DATASET below:

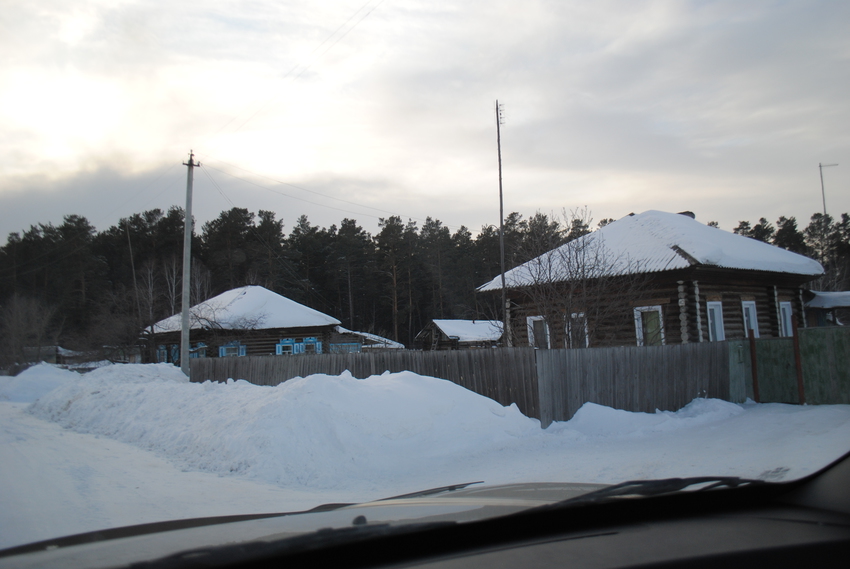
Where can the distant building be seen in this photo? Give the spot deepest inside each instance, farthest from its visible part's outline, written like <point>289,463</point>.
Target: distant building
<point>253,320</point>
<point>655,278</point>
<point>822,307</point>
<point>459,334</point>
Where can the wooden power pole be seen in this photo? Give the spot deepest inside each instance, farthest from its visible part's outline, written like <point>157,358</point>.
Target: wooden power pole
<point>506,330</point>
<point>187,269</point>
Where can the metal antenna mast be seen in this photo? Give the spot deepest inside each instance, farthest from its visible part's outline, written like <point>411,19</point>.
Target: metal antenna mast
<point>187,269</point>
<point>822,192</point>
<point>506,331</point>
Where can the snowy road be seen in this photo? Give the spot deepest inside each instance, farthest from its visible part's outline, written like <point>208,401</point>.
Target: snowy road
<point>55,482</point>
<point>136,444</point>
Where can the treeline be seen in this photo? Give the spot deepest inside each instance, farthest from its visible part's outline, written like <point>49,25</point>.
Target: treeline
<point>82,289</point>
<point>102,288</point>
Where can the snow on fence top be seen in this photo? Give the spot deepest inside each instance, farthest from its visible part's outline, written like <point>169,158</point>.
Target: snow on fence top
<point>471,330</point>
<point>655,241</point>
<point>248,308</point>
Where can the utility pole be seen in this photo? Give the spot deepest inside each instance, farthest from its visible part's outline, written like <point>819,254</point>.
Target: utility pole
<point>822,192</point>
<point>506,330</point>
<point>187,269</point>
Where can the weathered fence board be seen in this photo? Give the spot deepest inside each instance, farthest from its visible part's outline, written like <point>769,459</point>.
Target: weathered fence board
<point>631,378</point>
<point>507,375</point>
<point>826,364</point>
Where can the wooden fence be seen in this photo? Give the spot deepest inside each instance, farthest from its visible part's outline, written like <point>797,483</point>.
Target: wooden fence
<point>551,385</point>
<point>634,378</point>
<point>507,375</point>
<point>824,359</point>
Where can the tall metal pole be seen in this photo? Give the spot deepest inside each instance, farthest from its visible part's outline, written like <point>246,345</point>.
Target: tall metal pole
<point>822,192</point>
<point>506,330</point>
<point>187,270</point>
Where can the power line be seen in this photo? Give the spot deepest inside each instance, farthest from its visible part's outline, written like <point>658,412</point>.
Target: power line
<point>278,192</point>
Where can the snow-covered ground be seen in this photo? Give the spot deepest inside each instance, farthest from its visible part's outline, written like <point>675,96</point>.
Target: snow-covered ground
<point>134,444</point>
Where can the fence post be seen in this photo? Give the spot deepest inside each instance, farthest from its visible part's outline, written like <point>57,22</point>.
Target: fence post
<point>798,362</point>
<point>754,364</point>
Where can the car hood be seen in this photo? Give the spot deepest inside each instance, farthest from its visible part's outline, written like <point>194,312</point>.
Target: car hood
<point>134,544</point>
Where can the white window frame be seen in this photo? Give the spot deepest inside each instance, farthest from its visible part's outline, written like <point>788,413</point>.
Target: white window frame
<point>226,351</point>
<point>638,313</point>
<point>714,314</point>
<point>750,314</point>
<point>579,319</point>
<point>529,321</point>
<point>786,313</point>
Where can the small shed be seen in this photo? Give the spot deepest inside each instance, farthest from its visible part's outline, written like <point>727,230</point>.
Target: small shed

End of DATASET.

DIRECTIONS FOR THIS TASK:
Give back the data exactly, with no images.

RESPONSE BOX:
Where can the distant building be seen in this photo? Give the spot deepest inside each instance, farthest from its visible part's outline, written like <point>289,463</point>.
Target: distant building
<point>253,320</point>
<point>655,278</point>
<point>822,307</point>
<point>459,334</point>
Where can the wooden power pole be seen in this photo? Give the spot deepest inside each instance, farthest from its visible part's outline, written like <point>157,358</point>.
Target: wooden power pole
<point>506,330</point>
<point>187,269</point>
Where can the metal antenna mast be seen in this photo? Give the spot deepest inside each instance, farthest from its visible part's outline, written like <point>411,19</point>.
Target: metal antenna mast
<point>187,269</point>
<point>822,192</point>
<point>506,331</point>
Where can the snowy road be seen in this photo? Give the spot deepest inside each instance, farthest from its visible part's outline, written like <point>208,401</point>.
Target: snowy road
<point>55,482</point>
<point>136,444</point>
Where can the treeline be seen in this photo? Give the spot deepest inside each instance, farthest from its visible part's outline, written like <point>49,25</point>.
Target: treeline
<point>82,289</point>
<point>102,288</point>
Where can the snow on fence top be seen in this photo? Give the spot deepest inside each instance, farthest from its visible part's outline, written like <point>169,158</point>.
Target: snow on fence top
<point>471,330</point>
<point>655,241</point>
<point>248,308</point>
Where can the utility pole be seen in this photo? Give the spot deepest inside each instance, farthest from its visible part's outline, written like <point>819,254</point>.
Target: utility pole
<point>822,192</point>
<point>506,330</point>
<point>187,269</point>
Where can the weathered fence board be seen in this photo? Give the spot deepest inside each instance, farthest from its visible part's outline, written like <point>769,459</point>.
Target: weathered fence board
<point>631,378</point>
<point>507,375</point>
<point>826,364</point>
Where can the wooden fence be seen in this photo? Give the spot deepest inside each instance, farthest from its visible part's outline, written like <point>797,483</point>.
Target: wooden fence
<point>551,385</point>
<point>634,378</point>
<point>507,375</point>
<point>824,359</point>
Where can the tall metal pole be seen in this photo? Give the spot deepest inside each instance, farthest from its visible part's outline, written like <point>246,345</point>.
Target: tall metal pole
<point>822,192</point>
<point>506,330</point>
<point>187,270</point>
Where can the power line be seen in this photo? Give the spot deepest inside each instance, farthest from its visible part's outline, written like <point>658,412</point>.
Target: power line
<point>278,192</point>
Where can the snow-covered ground be seen in this photo? Give the spot deepest inside each instance, farthest from its visible part's outline, written like <point>675,96</point>.
Target: snow-covered ground
<point>134,444</point>
Where can the fence post be seen in this photo? Give the spot deepest inside each instance, farthest from its visible part's outline, written like <point>57,22</point>.
Target: fence post
<point>798,362</point>
<point>754,364</point>
Where can the car hood be seen in this photo? Give the spot deepest inside each instance, farthest from its visible part's outline, written like <point>194,312</point>.
Target: car hood
<point>134,544</point>
Where can the white window frame be seen in this photo? Give the spot deepest inside each instance, farthest from its visible part's outline, written like <point>788,413</point>.
Target: white window frame
<point>226,351</point>
<point>638,313</point>
<point>714,314</point>
<point>750,314</point>
<point>579,319</point>
<point>529,321</point>
<point>786,313</point>
Where can the small shed be seen in this photo? Give the spot deepest inside each instance, farthest from its visible part's outline, written like <point>727,230</point>.
Target: small shed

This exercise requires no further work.